> WORK INSTRUCTIONS: Render the rows from the first line up to and including the line that contains "[79,420,1200,900]" as a JSON list of strings, one string per line, with blank lines omitted.

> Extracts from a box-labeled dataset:
** begin **

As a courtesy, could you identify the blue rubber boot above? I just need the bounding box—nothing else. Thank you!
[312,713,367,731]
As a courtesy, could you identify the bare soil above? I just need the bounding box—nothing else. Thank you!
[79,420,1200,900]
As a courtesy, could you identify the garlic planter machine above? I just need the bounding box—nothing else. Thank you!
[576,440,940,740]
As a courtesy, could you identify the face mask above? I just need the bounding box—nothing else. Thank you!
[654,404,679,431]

** end **

> FINISHED TASK:
[
  "As a courtesy, could you identify the blue rubber boot above? I just need the bounding box—nothing else. Thank you!",
  "[312,713,367,731]",
  "As a courtesy, could you identify the bare soil above? I just need the bounding box—nothing else. Thank you!",
  "[79,420,1200,900]"
]